Ludwig Böhme meinte: „Der Schmerz ist der große Lehrer des Menschen. Unter seinem Hauch entfaltet sich die Seele.“

 

Der Begriff der Toleranz im Gesellschafts- und Interaktionsbereich

 

Ambivalenztoleranz: Dieser Begriff setzt sich zusammen aus der lateinischen Vorsilbe ‚ambi’ (zweifach) und dem Verb ‚valere’ (gelten, wert sein). Ambivalent heißt demnach doppelwertig sein. Wer sich bewusst ist, und auch akzeptiert, dass alles seine zwei Seiten hat, dass man geteilter Meinung sein kann und dass man eine bestimmte Äußerung verschieden bewerten kann, der besitzt Ambivalenztoleranz. Er lässt den andern zu Wort kommen und nimmt dessen Sichtweise ernst, selbst dann, wenn diese nicht die Seine ist.
Ein echtes Beispiel solcher Toleranz gibt uns der römische Kaiser und Philosoph Marc Aurel (*121; 180) mit seiner Tagebucheintragung: Ich werde heute Menschen begegnen, die zu viel reden, die selbstsüchtig, überheblich, undankbar sind. Aber das wird mich weder überraschen noch beunruhigen, weil ich mir die Welt nicht ohne Menschen vorstellen kann.
Dieser Begriff der Ambivalenztoleranz bedarf einer ausführlicheren Betrachtung im folgenden Kapitel.

----------

### Gewünschtes Ergebnis:
Zitieren Sie aus dem obigen Text zur Toleranz wörtlich alles von „Ein echtes Beispiel“ bis hinab zu „Menschen vorstellen kann.“.

----------

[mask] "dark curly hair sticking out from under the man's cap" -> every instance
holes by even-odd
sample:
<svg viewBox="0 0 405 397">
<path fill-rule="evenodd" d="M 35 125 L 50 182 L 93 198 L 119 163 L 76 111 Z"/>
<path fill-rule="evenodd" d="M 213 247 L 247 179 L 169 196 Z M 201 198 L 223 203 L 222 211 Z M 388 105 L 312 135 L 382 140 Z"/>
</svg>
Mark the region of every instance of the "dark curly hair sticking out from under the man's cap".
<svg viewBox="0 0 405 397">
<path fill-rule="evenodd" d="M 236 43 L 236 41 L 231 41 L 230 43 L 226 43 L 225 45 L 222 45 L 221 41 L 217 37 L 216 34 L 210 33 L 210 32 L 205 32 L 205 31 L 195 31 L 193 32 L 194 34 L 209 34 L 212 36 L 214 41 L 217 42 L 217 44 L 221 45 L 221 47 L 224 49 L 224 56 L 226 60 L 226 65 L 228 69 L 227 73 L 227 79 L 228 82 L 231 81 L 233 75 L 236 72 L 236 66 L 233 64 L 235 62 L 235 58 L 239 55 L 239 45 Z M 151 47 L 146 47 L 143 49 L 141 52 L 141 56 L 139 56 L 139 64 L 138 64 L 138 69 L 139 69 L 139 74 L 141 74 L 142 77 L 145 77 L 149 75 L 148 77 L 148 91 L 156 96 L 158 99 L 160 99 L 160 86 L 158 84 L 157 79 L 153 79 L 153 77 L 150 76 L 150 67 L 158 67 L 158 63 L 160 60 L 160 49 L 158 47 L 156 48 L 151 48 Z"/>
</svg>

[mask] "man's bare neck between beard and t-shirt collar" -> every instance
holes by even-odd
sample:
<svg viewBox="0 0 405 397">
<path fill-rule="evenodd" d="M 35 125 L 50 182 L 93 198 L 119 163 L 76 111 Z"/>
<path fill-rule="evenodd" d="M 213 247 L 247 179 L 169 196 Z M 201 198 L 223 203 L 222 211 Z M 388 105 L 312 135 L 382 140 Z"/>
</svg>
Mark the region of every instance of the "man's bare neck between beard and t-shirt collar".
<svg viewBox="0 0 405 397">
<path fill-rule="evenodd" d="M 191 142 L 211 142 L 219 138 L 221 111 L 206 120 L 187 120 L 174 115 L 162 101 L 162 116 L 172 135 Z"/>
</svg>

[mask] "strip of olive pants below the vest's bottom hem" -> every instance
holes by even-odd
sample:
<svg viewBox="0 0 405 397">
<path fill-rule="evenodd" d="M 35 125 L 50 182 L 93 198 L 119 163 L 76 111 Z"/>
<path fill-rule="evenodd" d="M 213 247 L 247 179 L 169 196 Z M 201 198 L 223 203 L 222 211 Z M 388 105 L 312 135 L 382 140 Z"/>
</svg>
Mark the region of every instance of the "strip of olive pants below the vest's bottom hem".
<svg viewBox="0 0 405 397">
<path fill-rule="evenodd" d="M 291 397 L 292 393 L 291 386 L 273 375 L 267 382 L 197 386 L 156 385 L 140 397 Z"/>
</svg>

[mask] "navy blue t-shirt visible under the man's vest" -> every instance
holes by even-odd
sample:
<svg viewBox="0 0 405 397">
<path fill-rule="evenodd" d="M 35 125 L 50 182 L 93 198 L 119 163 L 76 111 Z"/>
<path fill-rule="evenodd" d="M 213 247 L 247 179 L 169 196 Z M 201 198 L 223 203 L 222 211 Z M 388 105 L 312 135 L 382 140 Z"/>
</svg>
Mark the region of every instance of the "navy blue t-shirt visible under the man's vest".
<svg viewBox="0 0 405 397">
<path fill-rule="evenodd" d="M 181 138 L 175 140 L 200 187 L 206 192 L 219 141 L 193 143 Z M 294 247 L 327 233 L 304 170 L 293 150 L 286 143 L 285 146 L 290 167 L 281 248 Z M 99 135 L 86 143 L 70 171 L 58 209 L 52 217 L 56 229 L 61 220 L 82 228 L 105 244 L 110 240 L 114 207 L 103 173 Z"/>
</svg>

----------

### Ausgeführte Aufgabe:
Ein echtes Beispiel solcher Toleranz gibt uns der römische Kaiser und Philosoph Marc Aurel (*121; 180) mit seiner Tagebucheintragung: Ich werde heute Menschen begegnen, die zu viel reden, die selbstsüchtig, überheblich, undankbar sind. Aber das wird mich weder überraschen noch beunruhigen, weil ich mir die Welt nicht ohne Menschen vorstellen kann.